--- Stored rows ---

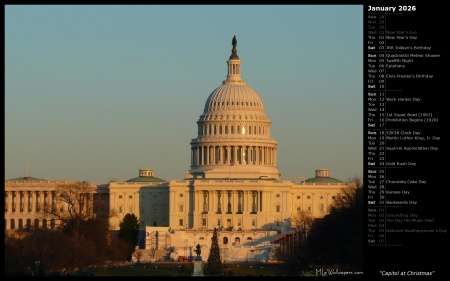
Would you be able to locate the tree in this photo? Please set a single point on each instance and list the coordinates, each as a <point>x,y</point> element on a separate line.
<point>129,230</point>
<point>214,262</point>
<point>73,208</point>
<point>347,199</point>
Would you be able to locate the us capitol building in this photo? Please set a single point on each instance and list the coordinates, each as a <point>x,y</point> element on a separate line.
<point>233,184</point>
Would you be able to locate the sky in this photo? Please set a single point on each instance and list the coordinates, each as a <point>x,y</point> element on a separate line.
<point>96,92</point>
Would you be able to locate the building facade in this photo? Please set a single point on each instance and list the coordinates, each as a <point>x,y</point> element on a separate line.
<point>233,184</point>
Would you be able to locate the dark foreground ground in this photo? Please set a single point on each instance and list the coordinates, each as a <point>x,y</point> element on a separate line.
<point>228,269</point>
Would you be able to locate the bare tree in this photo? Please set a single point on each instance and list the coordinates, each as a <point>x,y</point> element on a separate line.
<point>347,199</point>
<point>303,221</point>
<point>72,209</point>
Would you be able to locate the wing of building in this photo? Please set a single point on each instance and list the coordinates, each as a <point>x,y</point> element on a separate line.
<point>233,184</point>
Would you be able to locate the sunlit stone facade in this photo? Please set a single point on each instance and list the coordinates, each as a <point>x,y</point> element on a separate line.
<point>233,184</point>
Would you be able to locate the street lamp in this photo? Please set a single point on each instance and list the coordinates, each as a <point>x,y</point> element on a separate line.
<point>37,267</point>
<point>185,247</point>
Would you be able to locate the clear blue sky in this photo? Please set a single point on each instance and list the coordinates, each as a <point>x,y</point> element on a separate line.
<point>97,92</point>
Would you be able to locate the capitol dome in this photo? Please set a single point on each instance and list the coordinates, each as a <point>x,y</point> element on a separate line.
<point>233,138</point>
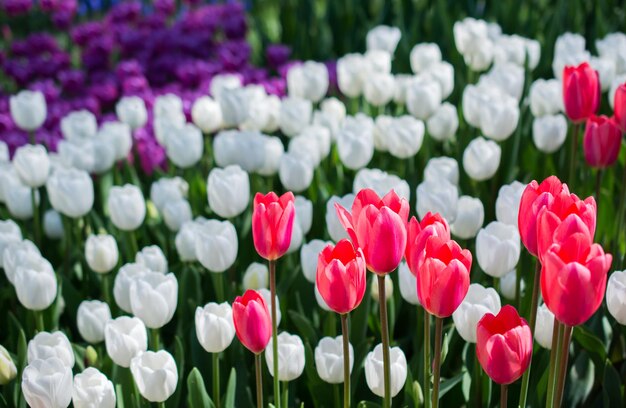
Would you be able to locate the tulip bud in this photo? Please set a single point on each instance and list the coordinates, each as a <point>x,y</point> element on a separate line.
<point>101,253</point>
<point>469,217</point>
<point>127,208</point>
<point>616,296</point>
<point>329,359</point>
<point>290,357</point>
<point>45,345</point>
<point>214,326</point>
<point>155,374</point>
<point>93,389</point>
<point>478,301</point>
<point>91,318</point>
<point>397,370</point>
<point>124,338</point>
<point>481,159</point>
<point>28,110</point>
<point>47,383</point>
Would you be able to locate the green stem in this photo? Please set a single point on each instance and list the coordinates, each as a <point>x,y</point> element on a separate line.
<point>384,331</point>
<point>346,360</point>
<point>216,380</point>
<point>272,267</point>
<point>532,319</point>
<point>437,364</point>
<point>426,359</point>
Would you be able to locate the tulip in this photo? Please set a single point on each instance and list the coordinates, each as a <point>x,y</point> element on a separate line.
<point>127,208</point>
<point>70,192</point>
<point>91,319</point>
<point>481,159</point>
<point>504,345</point>
<point>290,355</point>
<point>602,141</point>
<point>252,321</point>
<point>329,359</point>
<point>8,371</point>
<point>47,384</point>
<point>93,389</point>
<point>374,365</point>
<point>32,165</point>
<point>581,92</point>
<point>478,302</point>
<point>124,338</point>
<point>101,253</point>
<point>153,298</point>
<point>155,374</point>
<point>28,110</point>
<point>46,345</point>
<point>497,248</point>
<point>79,125</point>
<point>573,278</point>
<point>469,217</point>
<point>132,111</point>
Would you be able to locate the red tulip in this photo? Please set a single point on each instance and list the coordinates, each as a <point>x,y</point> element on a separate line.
<point>619,107</point>
<point>272,224</point>
<point>443,279</point>
<point>417,236</point>
<point>341,276</point>
<point>252,320</point>
<point>581,91</point>
<point>602,141</point>
<point>378,227</point>
<point>573,278</point>
<point>504,345</point>
<point>535,197</point>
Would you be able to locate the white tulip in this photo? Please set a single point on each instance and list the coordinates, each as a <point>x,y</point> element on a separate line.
<point>469,217</point>
<point>481,159</point>
<point>155,374</point>
<point>616,296</point>
<point>256,276</point>
<point>91,318</point>
<point>123,281</point>
<point>46,345</point>
<point>127,208</point>
<point>290,357</point>
<point>214,326</point>
<point>407,284</point>
<point>101,253</point>
<point>92,389</point>
<point>216,245</point>
<point>507,203</point>
<point>549,132</point>
<point>478,301</point>
<point>70,192</point>
<point>124,338</point>
<point>437,196</point>
<point>153,258</point>
<point>329,359</point>
<point>228,191</point>
<point>374,370</point>
<point>206,114</point>
<point>47,384</point>
<point>32,165</point>
<point>132,111</point>
<point>153,298</point>
<point>498,248</point>
<point>28,110</point>
<point>544,327</point>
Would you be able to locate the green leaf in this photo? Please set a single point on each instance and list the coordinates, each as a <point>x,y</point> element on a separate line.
<point>196,391</point>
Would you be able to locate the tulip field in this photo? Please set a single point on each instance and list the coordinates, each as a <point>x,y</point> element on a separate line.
<point>312,203</point>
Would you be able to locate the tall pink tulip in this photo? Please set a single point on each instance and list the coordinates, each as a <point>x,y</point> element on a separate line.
<point>377,226</point>
<point>272,224</point>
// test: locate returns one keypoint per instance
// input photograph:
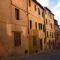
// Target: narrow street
(52, 55)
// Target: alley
(52, 55)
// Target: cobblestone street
(52, 55)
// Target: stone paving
(51, 55)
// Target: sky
(54, 6)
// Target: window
(34, 41)
(17, 13)
(29, 3)
(47, 33)
(38, 11)
(30, 24)
(46, 21)
(42, 14)
(35, 7)
(17, 38)
(50, 33)
(43, 27)
(36, 25)
(40, 26)
(51, 25)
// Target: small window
(30, 24)
(38, 11)
(47, 33)
(42, 14)
(34, 41)
(51, 25)
(17, 13)
(36, 25)
(46, 21)
(17, 38)
(29, 3)
(40, 26)
(35, 7)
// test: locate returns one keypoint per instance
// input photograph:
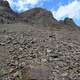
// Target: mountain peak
(4, 3)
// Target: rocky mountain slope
(35, 46)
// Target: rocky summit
(35, 46)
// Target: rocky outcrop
(38, 16)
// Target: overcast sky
(59, 8)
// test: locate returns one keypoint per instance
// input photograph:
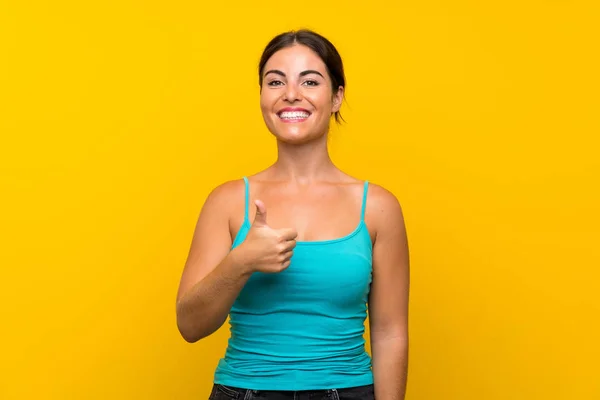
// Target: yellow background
(118, 117)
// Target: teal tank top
(302, 328)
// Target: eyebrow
(303, 73)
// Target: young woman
(294, 254)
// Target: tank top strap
(246, 199)
(364, 203)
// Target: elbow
(191, 328)
(189, 332)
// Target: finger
(290, 245)
(261, 213)
(287, 255)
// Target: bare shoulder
(227, 195)
(383, 209)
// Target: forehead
(295, 59)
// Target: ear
(338, 97)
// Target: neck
(304, 163)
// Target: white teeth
(293, 115)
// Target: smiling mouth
(293, 116)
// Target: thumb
(261, 213)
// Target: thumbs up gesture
(266, 249)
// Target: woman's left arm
(388, 300)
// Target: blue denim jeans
(221, 392)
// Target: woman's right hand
(266, 249)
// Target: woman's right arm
(213, 276)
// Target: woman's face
(296, 97)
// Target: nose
(291, 93)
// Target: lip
(290, 109)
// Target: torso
(320, 211)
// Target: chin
(297, 137)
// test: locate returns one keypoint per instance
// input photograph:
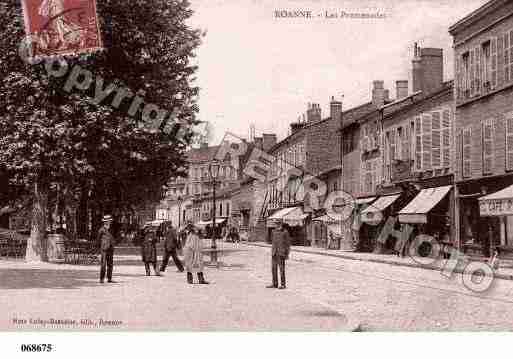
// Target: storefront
(498, 208)
(295, 218)
(485, 220)
(326, 232)
(429, 213)
(373, 218)
(359, 232)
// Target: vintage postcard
(60, 27)
(256, 165)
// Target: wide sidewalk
(505, 270)
(32, 294)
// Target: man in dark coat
(107, 243)
(280, 252)
(171, 244)
(149, 250)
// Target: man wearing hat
(107, 249)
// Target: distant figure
(149, 251)
(171, 244)
(280, 253)
(193, 255)
(107, 249)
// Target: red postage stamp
(61, 27)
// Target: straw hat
(107, 218)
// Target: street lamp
(179, 199)
(213, 170)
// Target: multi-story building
(406, 155)
(312, 150)
(483, 52)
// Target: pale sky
(255, 68)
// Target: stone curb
(378, 260)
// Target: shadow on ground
(53, 278)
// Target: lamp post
(179, 199)
(213, 170)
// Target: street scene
(325, 294)
(183, 174)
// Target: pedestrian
(280, 252)
(107, 243)
(149, 250)
(193, 255)
(171, 244)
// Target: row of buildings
(438, 157)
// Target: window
(446, 139)
(509, 142)
(465, 63)
(487, 139)
(508, 56)
(486, 65)
(436, 146)
(493, 63)
(426, 141)
(467, 152)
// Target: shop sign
(496, 207)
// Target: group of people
(192, 251)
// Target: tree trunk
(83, 212)
(36, 244)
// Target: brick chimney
(313, 112)
(401, 89)
(269, 140)
(378, 93)
(296, 126)
(335, 108)
(259, 142)
(428, 69)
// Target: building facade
(483, 51)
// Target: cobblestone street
(324, 293)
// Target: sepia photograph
(256, 166)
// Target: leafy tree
(93, 151)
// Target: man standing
(280, 252)
(107, 249)
(171, 244)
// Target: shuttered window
(391, 138)
(472, 73)
(487, 146)
(500, 60)
(459, 78)
(406, 144)
(446, 139)
(509, 142)
(426, 141)
(418, 143)
(477, 70)
(436, 145)
(507, 45)
(467, 152)
(493, 56)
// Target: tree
(95, 151)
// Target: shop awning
(293, 216)
(416, 211)
(207, 223)
(497, 204)
(325, 218)
(156, 222)
(370, 213)
(364, 200)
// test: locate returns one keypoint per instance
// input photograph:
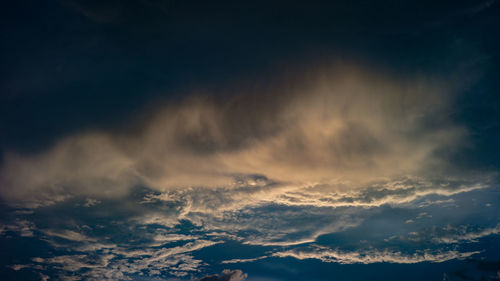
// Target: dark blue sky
(258, 140)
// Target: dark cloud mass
(249, 140)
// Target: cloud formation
(342, 125)
(227, 275)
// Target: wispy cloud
(342, 125)
(375, 256)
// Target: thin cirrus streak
(345, 124)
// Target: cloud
(341, 125)
(227, 275)
(375, 256)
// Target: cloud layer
(337, 125)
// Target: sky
(249, 140)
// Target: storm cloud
(341, 124)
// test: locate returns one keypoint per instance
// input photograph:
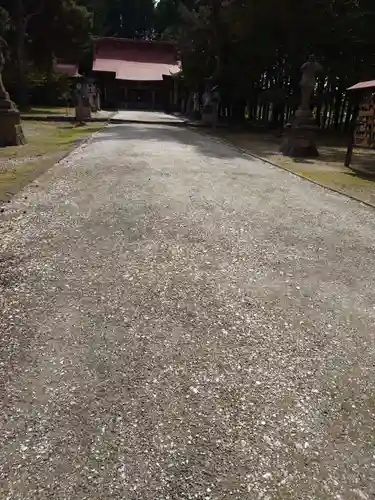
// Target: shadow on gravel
(130, 132)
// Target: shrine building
(135, 74)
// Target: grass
(328, 169)
(46, 144)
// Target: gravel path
(183, 322)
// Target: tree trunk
(20, 28)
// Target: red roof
(363, 85)
(136, 60)
(67, 69)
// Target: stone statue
(309, 73)
(11, 133)
(3, 46)
(300, 136)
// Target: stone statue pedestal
(11, 133)
(300, 136)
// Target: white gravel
(183, 322)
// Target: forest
(252, 49)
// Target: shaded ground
(46, 144)
(183, 322)
(147, 117)
(328, 169)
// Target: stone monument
(300, 135)
(11, 133)
(210, 109)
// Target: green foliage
(238, 41)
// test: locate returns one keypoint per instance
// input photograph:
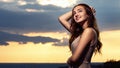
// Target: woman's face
(79, 14)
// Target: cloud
(8, 37)
(32, 16)
(7, 1)
(59, 3)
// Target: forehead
(78, 7)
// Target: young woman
(84, 38)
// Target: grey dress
(85, 58)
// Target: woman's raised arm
(64, 20)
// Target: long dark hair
(77, 29)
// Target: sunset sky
(30, 31)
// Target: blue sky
(25, 16)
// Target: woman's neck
(85, 25)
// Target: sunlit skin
(80, 15)
(47, 53)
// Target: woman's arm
(63, 19)
(86, 37)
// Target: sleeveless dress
(85, 58)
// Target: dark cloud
(28, 22)
(7, 37)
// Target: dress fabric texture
(85, 58)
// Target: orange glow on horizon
(48, 53)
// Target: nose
(76, 15)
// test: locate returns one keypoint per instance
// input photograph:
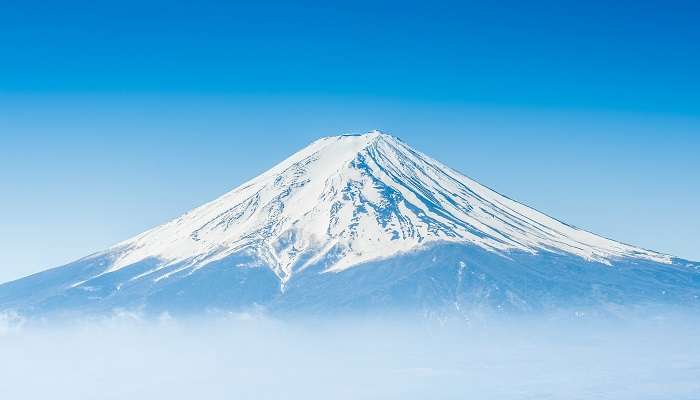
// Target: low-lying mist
(232, 357)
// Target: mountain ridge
(341, 203)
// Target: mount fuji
(360, 223)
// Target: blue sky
(118, 116)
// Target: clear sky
(117, 116)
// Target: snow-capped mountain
(360, 221)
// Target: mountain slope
(325, 228)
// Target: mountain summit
(360, 221)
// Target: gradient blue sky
(116, 116)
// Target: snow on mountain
(362, 197)
(345, 202)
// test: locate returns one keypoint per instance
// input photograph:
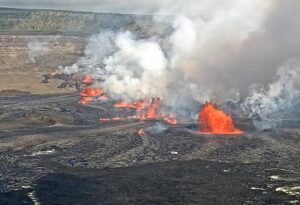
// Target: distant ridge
(43, 21)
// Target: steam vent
(159, 102)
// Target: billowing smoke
(217, 51)
(280, 100)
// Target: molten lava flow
(141, 132)
(139, 105)
(152, 110)
(86, 100)
(56, 72)
(87, 79)
(103, 97)
(170, 120)
(215, 121)
(88, 94)
(91, 92)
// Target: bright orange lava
(215, 121)
(139, 105)
(141, 132)
(86, 100)
(91, 92)
(145, 112)
(152, 110)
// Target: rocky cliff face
(63, 32)
(62, 50)
(79, 23)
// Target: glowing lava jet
(215, 121)
(145, 111)
(88, 94)
(139, 105)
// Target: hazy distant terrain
(50, 21)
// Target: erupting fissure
(214, 121)
(88, 95)
(151, 113)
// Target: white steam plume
(216, 47)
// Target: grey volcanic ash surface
(54, 149)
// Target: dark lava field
(55, 151)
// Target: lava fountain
(215, 121)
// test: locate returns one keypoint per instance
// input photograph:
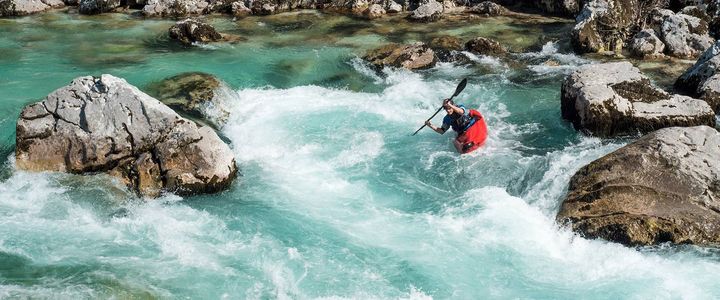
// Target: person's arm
(439, 130)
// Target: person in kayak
(468, 123)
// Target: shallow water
(336, 199)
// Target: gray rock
(616, 99)
(174, 8)
(646, 44)
(93, 7)
(27, 7)
(703, 79)
(414, 56)
(195, 95)
(393, 7)
(488, 8)
(429, 12)
(191, 31)
(665, 187)
(104, 124)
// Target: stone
(174, 8)
(429, 12)
(191, 31)
(485, 46)
(393, 7)
(104, 124)
(195, 95)
(374, 11)
(93, 7)
(413, 56)
(604, 25)
(614, 99)
(646, 44)
(702, 80)
(665, 187)
(488, 8)
(26, 7)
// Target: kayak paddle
(459, 89)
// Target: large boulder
(191, 31)
(485, 46)
(27, 7)
(665, 187)
(196, 95)
(104, 124)
(174, 8)
(428, 12)
(413, 56)
(93, 7)
(646, 44)
(616, 99)
(702, 80)
(604, 25)
(684, 36)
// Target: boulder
(374, 11)
(238, 9)
(174, 8)
(196, 95)
(702, 80)
(448, 49)
(665, 187)
(485, 46)
(488, 8)
(93, 7)
(104, 124)
(428, 12)
(646, 44)
(604, 25)
(27, 7)
(684, 36)
(393, 7)
(414, 56)
(191, 31)
(614, 99)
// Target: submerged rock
(27, 7)
(104, 124)
(703, 79)
(195, 94)
(616, 99)
(665, 187)
(485, 46)
(414, 56)
(191, 31)
(428, 12)
(93, 7)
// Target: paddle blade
(460, 87)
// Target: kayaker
(468, 123)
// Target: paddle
(459, 89)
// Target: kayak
(475, 136)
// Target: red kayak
(475, 136)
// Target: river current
(336, 199)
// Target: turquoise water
(336, 199)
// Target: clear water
(336, 199)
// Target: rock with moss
(104, 124)
(662, 188)
(10, 8)
(195, 95)
(413, 56)
(485, 46)
(190, 31)
(614, 99)
(702, 80)
(428, 12)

---

Copy out the material from its beginning through the line containing "<point>96,92</point>", keeping the requests but leaving out the picture. Multiply every point coordinate in the answers by 0.75 and round each result to a whole number, rounding halves up.

- Task output -
Would you be able to locate the tree in this photo? Please set a single point on each instance and list the coordinates, each as a <point>x,y</point> element on a separate line.
<point>97,173</point>
<point>161,197</point>
<point>55,156</point>
<point>260,149</point>
Would you be able to locate the us capitol building in this photo? Please set a single point on each instance and list the coordinates, each as a <point>x,y</point> element on a separate line.
<point>175,138</point>
Would you be able to locate the sky in this photo? Please set a single point on each instance and list the coordinates, each as a <point>x,y</point> element on a separate line.
<point>72,69</point>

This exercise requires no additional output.